# EXERCISE
In the copy, include every entry exactly but none of the pictures.

[Location annotation dataset excerpts]
## start

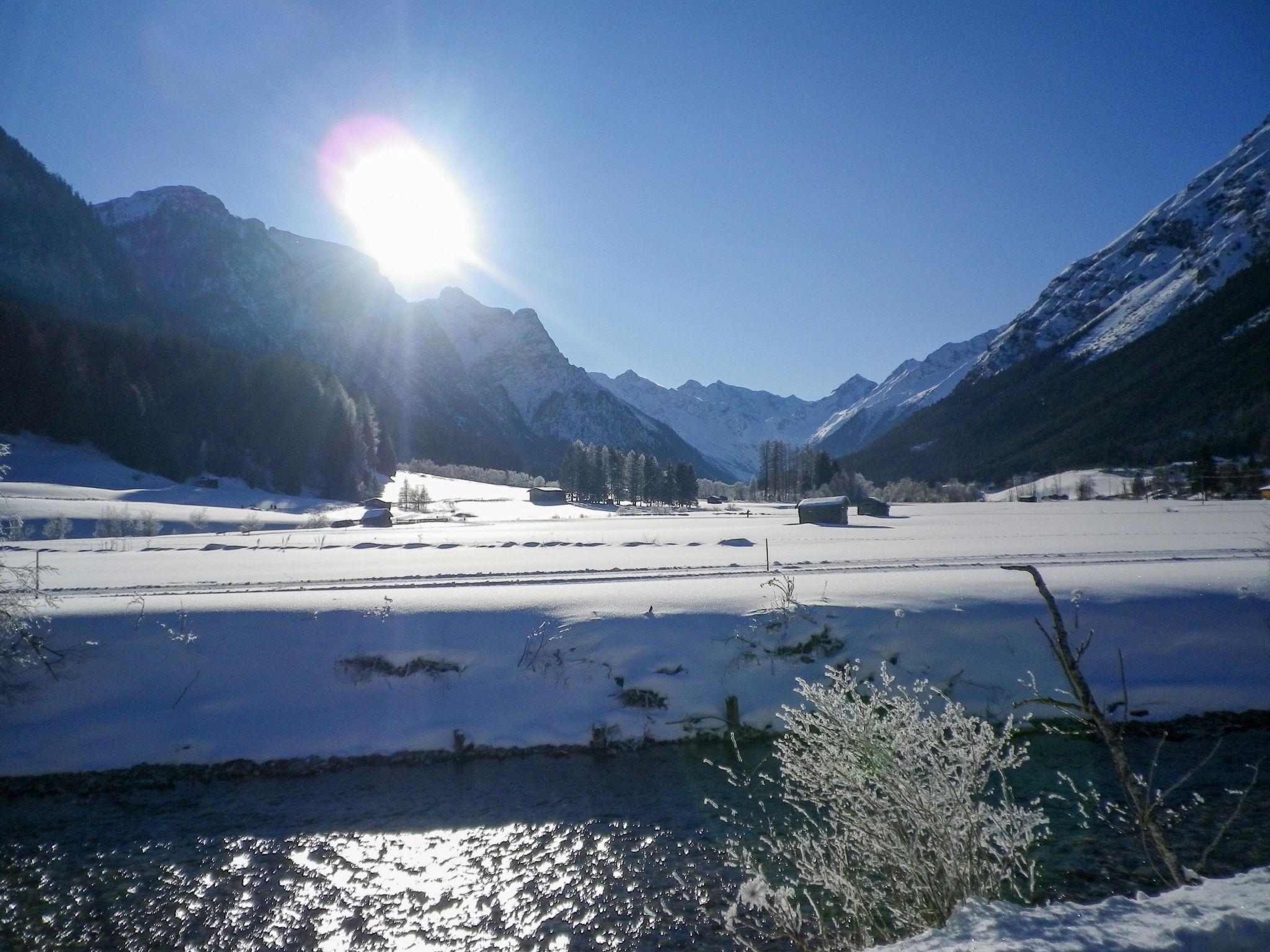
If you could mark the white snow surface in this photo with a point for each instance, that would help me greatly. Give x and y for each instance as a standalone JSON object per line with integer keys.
{"x": 544, "y": 607}
{"x": 1105, "y": 483}
{"x": 144, "y": 205}
{"x": 82, "y": 484}
{"x": 1215, "y": 915}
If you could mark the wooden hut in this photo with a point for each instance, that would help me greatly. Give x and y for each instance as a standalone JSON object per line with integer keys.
{"x": 831, "y": 511}
{"x": 381, "y": 518}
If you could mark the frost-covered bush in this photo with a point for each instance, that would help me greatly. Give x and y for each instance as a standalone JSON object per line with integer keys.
{"x": 890, "y": 806}
{"x": 58, "y": 527}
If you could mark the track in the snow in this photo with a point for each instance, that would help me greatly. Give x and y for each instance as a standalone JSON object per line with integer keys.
{"x": 657, "y": 574}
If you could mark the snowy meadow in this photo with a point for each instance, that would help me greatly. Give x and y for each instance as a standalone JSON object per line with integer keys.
{"x": 488, "y": 625}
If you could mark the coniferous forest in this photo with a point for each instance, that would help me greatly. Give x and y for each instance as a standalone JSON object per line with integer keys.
{"x": 606, "y": 477}
{"x": 178, "y": 407}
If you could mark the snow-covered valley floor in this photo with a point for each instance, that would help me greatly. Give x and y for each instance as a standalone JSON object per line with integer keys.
{"x": 535, "y": 624}
{"x": 517, "y": 625}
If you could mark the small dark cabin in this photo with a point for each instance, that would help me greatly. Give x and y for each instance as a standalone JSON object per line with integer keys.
{"x": 380, "y": 518}
{"x": 831, "y": 511}
{"x": 871, "y": 506}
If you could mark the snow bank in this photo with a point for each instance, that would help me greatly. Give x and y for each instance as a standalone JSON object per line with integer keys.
{"x": 1231, "y": 915}
{"x": 1105, "y": 483}
{"x": 267, "y": 673}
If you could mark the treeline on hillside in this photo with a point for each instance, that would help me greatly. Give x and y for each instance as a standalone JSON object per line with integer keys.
{"x": 605, "y": 475}
{"x": 788, "y": 474}
{"x": 178, "y": 408}
{"x": 477, "y": 474}
{"x": 1199, "y": 379}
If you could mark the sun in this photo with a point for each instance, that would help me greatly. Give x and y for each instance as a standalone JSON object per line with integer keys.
{"x": 409, "y": 214}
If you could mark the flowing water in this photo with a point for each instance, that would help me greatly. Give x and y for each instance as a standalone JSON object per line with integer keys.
{"x": 578, "y": 852}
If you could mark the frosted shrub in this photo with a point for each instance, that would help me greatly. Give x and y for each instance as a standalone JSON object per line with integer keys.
{"x": 889, "y": 809}
{"x": 58, "y": 527}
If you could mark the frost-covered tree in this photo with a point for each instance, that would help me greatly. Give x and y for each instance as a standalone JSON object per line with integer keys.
{"x": 58, "y": 527}
{"x": 23, "y": 644}
{"x": 890, "y": 806}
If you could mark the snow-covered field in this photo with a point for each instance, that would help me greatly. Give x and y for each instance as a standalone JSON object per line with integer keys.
{"x": 516, "y": 624}
{"x": 545, "y": 624}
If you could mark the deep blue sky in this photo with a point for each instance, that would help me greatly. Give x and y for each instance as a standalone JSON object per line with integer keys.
{"x": 774, "y": 195}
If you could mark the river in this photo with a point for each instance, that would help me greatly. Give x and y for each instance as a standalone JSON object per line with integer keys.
{"x": 579, "y": 852}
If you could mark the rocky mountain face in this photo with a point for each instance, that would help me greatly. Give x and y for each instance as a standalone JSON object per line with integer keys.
{"x": 466, "y": 382}
{"x": 1179, "y": 254}
{"x": 207, "y": 273}
{"x": 515, "y": 353}
{"x": 727, "y": 423}
{"x": 907, "y": 389}
{"x": 473, "y": 381}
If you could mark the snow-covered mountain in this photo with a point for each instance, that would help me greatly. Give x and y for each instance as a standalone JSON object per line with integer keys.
{"x": 907, "y": 389}
{"x": 727, "y": 423}
{"x": 54, "y": 252}
{"x": 515, "y": 353}
{"x": 1180, "y": 253}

## end

# FULL OUTPUT
If you could mark the white snow surface in this photo with a point for each instance, that would help me greatly. Give x and y for each instance as a standalone JSON object per line with integer keys.
{"x": 544, "y": 607}
{"x": 1105, "y": 483}
{"x": 144, "y": 205}
{"x": 82, "y": 484}
{"x": 1215, "y": 915}
If you could mark the wooden hut in this photo with a point for each instance, that would help me greatly. Give x and y for each instance as a standalone JSON object per line with integer keys.
{"x": 831, "y": 511}
{"x": 381, "y": 518}
If you could mark the frost-covered bush in this photo with a point for each instance, that would help me greatly. Give x and y for each instance as a standalone JSON object per line with integer keys.
{"x": 890, "y": 806}
{"x": 58, "y": 527}
If you could mark the track in the snow in this photo with a point for each instance, that would help me greatly. Give x and y for each instance as a standalone JSON object per line with integer keys.
{"x": 657, "y": 574}
If you could mark the snowy meadow in this photo with a point for each instance, that would help me greatly. Give x and y for each instance as a standalone JSON object per line with integer keys.
{"x": 488, "y": 625}
If you could mark the coniferous forest in this photo with a point for each instance, that would help me greatly. Give x and y for each instance as a standalone JSON object per line with integer keys.
{"x": 606, "y": 477}
{"x": 178, "y": 407}
If you could mark the snow-covered valley floor in this photo with a point for each instance, that would help me greatly. Give x and y for each instance as a standalone JSON object per line with integer keys.
{"x": 535, "y": 624}
{"x": 517, "y": 625}
If you could mark the small dark cabin in this photo with a point for each instance, that would help me greatly. Give x and y for each instance as a standalone JSON object per line with integer keys.
{"x": 380, "y": 518}
{"x": 831, "y": 511}
{"x": 871, "y": 506}
If you could mark the snow bank in this photo with a point for each instance, that would help me greatly. Give x and y for each instance as a standalone JSON object per line with integer keys.
{"x": 1231, "y": 915}
{"x": 1105, "y": 483}
{"x": 267, "y": 673}
If you could mark the treeline on hillside in this photo with a point for each instance, that would help me greatly. Give x and y for each instance as a standalone JSON object per line with integer keys.
{"x": 605, "y": 475}
{"x": 788, "y": 474}
{"x": 178, "y": 408}
{"x": 477, "y": 474}
{"x": 1199, "y": 379}
If you could mark the sun in this photo with a point for each instance, that would help me greatly. Give x and y for each instance as a standalone JSON object per line with integer keys.
{"x": 409, "y": 214}
If you could mark the flowing water in this photo with a point for each instance, that would help me greatly. Give x and y for each instance as a standalone JSON object per line with integer keys.
{"x": 578, "y": 852}
If you could mark the frosted shrub in this photo with a point for each instance, that would help me greatly. Give x and y for each instance as a standalone JSON object per line with integer keys.
{"x": 889, "y": 809}
{"x": 58, "y": 527}
If you could mark the frost-covered tree in this photo with a point for each instance, that would help me greatly. Give x and y for each instance as a standalone JSON object per line with integer keys.
{"x": 58, "y": 527}
{"x": 23, "y": 644}
{"x": 890, "y": 806}
If you could mark the snow-covered field in this photo with a point for each instance, that would help me greatly. Give x and y for each instance as a standalone JSON object per line with integer keys.
{"x": 516, "y": 624}
{"x": 545, "y": 624}
If you could mark the deep blue sky in this photo with a point for each instance, that would help me greatly. Give x and y for each instance as a standalone JSON object per line with integer keys.
{"x": 774, "y": 195}
If you could mark the river in this photo with a point for each instance, that would help me greatly. Give x and y for each instance as a standalone JSON object per line with integer keys.
{"x": 579, "y": 852}
If you could mark the rocky mountain face in this photo with a point for each instance, that would help me greatly. Give x and y for each instance as a standalone JSON object per line with integer keys.
{"x": 466, "y": 382}
{"x": 1179, "y": 254}
{"x": 207, "y": 273}
{"x": 515, "y": 353}
{"x": 727, "y": 423}
{"x": 907, "y": 389}
{"x": 473, "y": 381}
If you could mark the snow-covered mountain in this photo with a point for each instance, that would help me greatly. Give x and y for each instance as a standalone JSON object per line with integer keys.
{"x": 907, "y": 389}
{"x": 727, "y": 423}
{"x": 54, "y": 252}
{"x": 515, "y": 353}
{"x": 1180, "y": 253}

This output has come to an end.